§ Input for this task:

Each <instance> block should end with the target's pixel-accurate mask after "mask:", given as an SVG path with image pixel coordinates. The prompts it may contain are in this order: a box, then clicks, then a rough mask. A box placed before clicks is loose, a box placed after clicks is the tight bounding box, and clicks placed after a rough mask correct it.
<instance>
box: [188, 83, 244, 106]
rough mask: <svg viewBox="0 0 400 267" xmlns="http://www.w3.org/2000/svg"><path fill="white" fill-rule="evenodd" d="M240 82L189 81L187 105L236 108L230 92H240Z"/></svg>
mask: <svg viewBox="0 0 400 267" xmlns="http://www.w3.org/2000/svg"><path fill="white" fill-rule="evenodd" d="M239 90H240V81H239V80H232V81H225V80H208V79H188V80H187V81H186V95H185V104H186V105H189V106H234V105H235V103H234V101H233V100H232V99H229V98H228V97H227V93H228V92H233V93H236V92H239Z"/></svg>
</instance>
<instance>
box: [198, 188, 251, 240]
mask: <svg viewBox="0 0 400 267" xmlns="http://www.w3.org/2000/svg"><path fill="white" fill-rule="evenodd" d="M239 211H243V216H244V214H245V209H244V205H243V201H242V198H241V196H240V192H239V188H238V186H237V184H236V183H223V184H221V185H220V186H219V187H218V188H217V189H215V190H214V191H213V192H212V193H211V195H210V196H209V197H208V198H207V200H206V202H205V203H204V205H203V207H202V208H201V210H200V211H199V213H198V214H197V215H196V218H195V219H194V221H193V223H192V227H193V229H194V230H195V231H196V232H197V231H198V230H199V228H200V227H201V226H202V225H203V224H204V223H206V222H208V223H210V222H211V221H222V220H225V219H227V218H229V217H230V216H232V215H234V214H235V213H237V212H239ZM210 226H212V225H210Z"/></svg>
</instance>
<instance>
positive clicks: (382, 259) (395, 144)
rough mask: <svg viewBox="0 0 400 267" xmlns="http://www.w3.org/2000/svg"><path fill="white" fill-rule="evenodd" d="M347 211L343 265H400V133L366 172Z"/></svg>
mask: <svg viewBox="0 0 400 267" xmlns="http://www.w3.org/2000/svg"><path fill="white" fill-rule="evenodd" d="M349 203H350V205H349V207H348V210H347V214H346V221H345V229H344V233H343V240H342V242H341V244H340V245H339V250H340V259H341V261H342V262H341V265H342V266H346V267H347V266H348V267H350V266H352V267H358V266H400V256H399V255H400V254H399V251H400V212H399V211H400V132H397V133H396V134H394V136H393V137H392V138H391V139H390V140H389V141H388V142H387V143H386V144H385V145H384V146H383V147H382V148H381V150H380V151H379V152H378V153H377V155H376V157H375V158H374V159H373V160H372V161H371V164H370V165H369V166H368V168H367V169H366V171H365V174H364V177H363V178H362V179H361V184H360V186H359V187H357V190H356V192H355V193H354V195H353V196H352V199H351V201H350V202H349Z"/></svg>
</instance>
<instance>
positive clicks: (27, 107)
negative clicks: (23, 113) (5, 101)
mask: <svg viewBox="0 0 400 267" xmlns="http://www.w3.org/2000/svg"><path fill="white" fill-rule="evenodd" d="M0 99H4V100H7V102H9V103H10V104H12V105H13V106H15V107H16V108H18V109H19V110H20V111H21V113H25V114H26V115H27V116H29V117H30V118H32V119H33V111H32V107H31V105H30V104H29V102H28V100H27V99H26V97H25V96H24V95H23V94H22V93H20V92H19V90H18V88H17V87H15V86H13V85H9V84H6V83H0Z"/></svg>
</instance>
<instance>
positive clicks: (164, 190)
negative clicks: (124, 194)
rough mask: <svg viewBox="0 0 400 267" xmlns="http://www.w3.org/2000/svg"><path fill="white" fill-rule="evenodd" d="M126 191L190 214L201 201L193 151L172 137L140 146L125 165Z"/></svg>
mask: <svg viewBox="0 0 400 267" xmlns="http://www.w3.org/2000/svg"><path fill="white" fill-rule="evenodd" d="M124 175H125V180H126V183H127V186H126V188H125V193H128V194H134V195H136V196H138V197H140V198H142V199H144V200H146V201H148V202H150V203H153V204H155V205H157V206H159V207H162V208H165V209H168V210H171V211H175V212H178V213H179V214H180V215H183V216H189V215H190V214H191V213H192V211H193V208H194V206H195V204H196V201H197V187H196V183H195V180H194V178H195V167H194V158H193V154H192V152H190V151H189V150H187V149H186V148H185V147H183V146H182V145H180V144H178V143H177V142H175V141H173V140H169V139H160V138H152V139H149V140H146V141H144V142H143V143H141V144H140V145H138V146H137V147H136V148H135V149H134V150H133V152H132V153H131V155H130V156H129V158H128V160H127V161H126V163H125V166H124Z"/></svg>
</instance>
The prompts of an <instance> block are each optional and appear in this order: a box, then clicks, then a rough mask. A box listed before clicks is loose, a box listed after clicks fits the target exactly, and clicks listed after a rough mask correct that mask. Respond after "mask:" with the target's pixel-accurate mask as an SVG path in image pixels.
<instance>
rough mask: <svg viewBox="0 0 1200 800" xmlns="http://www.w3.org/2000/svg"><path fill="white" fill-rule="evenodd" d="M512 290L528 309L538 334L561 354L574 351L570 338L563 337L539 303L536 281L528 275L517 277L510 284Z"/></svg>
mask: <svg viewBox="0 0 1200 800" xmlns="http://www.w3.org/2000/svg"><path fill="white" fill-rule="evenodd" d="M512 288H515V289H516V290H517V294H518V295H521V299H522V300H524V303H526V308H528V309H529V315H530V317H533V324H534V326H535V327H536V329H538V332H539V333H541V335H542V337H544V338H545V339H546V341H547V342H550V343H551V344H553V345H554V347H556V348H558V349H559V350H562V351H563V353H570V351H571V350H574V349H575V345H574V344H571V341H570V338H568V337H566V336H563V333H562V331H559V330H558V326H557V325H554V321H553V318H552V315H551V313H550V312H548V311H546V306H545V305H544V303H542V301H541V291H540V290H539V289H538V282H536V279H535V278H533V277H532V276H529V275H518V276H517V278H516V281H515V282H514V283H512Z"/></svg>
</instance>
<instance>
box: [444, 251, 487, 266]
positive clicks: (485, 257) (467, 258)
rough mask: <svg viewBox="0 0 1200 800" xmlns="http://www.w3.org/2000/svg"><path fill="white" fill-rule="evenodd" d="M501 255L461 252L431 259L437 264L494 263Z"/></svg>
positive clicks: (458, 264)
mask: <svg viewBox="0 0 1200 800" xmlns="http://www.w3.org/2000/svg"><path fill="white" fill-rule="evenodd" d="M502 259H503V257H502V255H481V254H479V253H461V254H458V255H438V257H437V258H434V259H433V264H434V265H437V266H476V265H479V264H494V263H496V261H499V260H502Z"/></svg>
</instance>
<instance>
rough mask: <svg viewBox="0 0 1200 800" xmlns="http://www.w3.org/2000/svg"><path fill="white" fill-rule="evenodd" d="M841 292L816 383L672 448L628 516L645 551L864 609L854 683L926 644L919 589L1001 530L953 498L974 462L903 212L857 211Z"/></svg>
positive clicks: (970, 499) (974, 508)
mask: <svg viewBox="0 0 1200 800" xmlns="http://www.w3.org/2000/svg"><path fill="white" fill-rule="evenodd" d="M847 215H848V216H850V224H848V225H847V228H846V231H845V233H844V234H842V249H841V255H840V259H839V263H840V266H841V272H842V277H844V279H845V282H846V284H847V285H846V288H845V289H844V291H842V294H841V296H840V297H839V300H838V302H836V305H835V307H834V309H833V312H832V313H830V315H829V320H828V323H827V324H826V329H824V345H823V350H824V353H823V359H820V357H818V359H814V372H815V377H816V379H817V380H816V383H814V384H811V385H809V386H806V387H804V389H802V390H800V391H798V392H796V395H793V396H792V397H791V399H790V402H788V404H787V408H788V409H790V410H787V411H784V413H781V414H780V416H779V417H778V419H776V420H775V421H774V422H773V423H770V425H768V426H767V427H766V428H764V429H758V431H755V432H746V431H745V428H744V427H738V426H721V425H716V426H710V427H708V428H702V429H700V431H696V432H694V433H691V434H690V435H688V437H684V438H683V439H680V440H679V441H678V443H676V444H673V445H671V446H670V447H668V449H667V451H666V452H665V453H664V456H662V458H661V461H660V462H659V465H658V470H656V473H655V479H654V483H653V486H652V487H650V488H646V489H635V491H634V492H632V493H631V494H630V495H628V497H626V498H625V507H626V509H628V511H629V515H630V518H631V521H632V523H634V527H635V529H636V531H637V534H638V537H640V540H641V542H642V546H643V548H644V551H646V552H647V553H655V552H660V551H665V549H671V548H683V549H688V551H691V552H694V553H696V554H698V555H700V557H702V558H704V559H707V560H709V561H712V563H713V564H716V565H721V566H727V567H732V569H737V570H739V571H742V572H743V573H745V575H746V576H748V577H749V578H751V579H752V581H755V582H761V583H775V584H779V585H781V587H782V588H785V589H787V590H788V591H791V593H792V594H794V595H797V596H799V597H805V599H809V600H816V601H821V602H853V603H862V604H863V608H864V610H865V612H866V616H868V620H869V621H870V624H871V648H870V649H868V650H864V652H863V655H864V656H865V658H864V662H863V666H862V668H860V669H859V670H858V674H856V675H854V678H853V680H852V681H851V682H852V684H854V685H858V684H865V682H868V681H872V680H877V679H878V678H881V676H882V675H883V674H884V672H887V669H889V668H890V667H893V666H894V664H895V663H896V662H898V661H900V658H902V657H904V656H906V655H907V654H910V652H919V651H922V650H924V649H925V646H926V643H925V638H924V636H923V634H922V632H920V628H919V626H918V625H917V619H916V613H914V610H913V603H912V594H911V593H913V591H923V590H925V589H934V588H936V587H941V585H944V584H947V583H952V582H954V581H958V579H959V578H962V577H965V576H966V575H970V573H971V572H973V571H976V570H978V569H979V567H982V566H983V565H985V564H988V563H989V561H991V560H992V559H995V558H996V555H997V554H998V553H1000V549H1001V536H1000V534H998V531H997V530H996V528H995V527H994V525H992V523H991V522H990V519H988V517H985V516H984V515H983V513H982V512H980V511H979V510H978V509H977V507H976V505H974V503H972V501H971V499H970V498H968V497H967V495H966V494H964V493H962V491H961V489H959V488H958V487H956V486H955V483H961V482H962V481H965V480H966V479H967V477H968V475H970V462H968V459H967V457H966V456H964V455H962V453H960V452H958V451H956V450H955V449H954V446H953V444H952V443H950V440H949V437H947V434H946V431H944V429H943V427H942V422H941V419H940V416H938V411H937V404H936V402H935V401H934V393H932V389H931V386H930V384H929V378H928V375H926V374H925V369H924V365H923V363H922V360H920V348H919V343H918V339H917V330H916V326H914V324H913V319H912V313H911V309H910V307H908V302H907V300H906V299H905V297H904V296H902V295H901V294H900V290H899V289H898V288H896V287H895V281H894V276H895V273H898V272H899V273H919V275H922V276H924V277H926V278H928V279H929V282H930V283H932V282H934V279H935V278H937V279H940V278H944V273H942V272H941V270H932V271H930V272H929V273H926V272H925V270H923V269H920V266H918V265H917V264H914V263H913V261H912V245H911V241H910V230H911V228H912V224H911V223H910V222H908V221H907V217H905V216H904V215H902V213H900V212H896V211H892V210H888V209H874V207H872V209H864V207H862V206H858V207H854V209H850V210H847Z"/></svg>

§ Directions: Look back at the entries above and repeat, unchanged, every line from the line holding "positive clicks: (164, 190)" through the line holding "negative clicks: (124, 194)".

§ Written response:
positive clicks: (164, 190)
negative clicks: (124, 194)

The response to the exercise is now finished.